** TÂCHES À RÉALISER **
• a. Selon le compte rendu de la compétition de ski, pourquoi l'Europe conserve-t-elle une légère avance à la mi-temps alors que le score est de quatre partout ? Répondez en une à trois phrases.
• b. Recopiez fidèlement le passage du compte rendu de la compétition de ski qui va de « Le vainqueur du » jusqu'à « sa première confrontation. ».

** EXTRAIT DU TEXTE **
----------------
Le vainqueur du FWT 2014, Loïc Collomb-Patton, ouvre le bal de la même manière que lors de la première journée, et s’impose face à Sage Cattabriga. Le français propose : Cork 5, 3.6, 3.6, 1.8… Le capitaine américain part sur le gros kicker, s’envole avec un très gros 3.6 mais rien n’y fait, le run de Loïc est au-dessus ! L’Europe débute comme samedi dernier en gagnant sa première confrontation.
Le deuxième run européen est aussi solide que le premier, le skieur de Chamonix, Sam Favret se retrouve opposé au talentueux, Parker White. Malgré un 900 de l’américain, Sam Favret est plus fort, il enchaine avec fluidité : 5.4, 1.8, Switch Cork 5.
Nick Mc Nutt va réduire l’avantage avec un run très stylé : 7.2, truckdriver, 3.6, nose butter 5 ! Bene Mayr ne peut rien faire, premier point américain.
Comme lors de la première journée, un face à face opposait Seth Morrison à Sam Anthamatten. Le quadragénaire part en premier, fonce sur le gros kicker et envoie, vous vous en doutez déjà… Un énorme backflip ! Il poursuit son run avec un lincoln et un 360. L’américain l’emporte malgré un beau run du Suisse dont un très gros backflip !
Les américains reprennent confiance et remportent les deux runs suivants avec Pehota et Durtschi. Américas 4, Europe 2. Mais Markus Eder et Mathieu Bijasson font faire le job pour revenir à égalité à la fin de cette première manche.
À la mi-temps, le score est de quatre partout. L’Europe conserve ainsi sa légère avance de la première journée : 9 à 7 (les points s’additionnent à la fin des deux manches).
----------------
** MATÉRIEL RECUEILLI **
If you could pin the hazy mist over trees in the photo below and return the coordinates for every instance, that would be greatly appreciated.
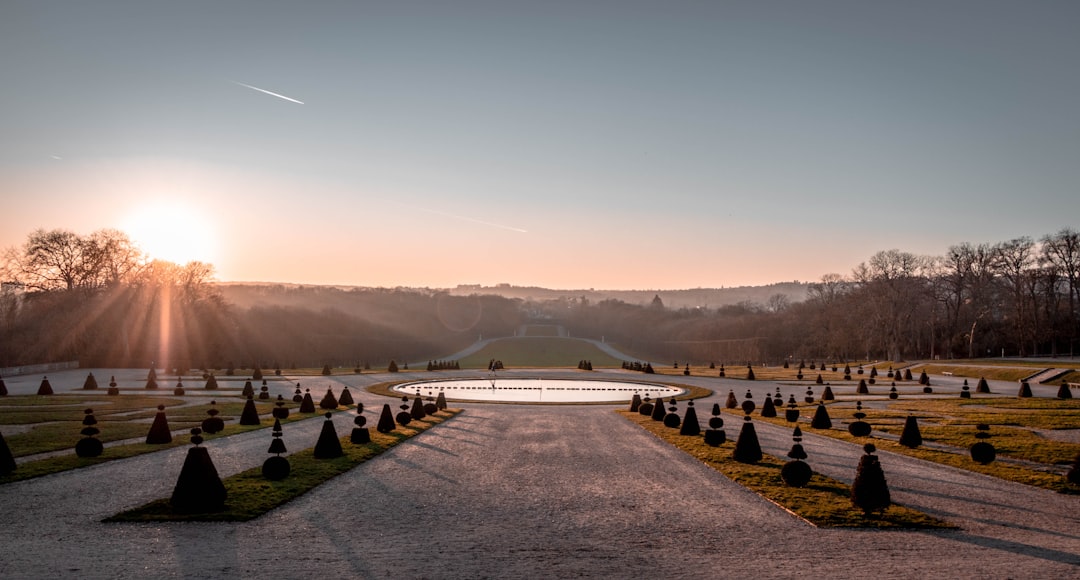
----------------
** RÉPONSES **
• a. Les points s'additionnent à la fin des deux manches. L'égalité de quatre partout ne change donc rien à la légère avance que l'Europe avait prise lors de la première journée, et que le compte rendu chiffre à 9 à 7.

• b.
Le vainqueur du FWT 2014, Loïc Collomb-Patton, ouvre le bal de la même manière que lors de la première journée, et s’impose face à Sage Cattabriga. Le français propose : Cork 5, 3.6, 3.6, 1.8… Le capitaine américain part sur le gros kicker, s’envole avec un très gros 3.6 mais rien n’y fait, le run de Loïc est au-dessus ! L’Europe débute comme samedi dernier en gagnant sa première confrontation.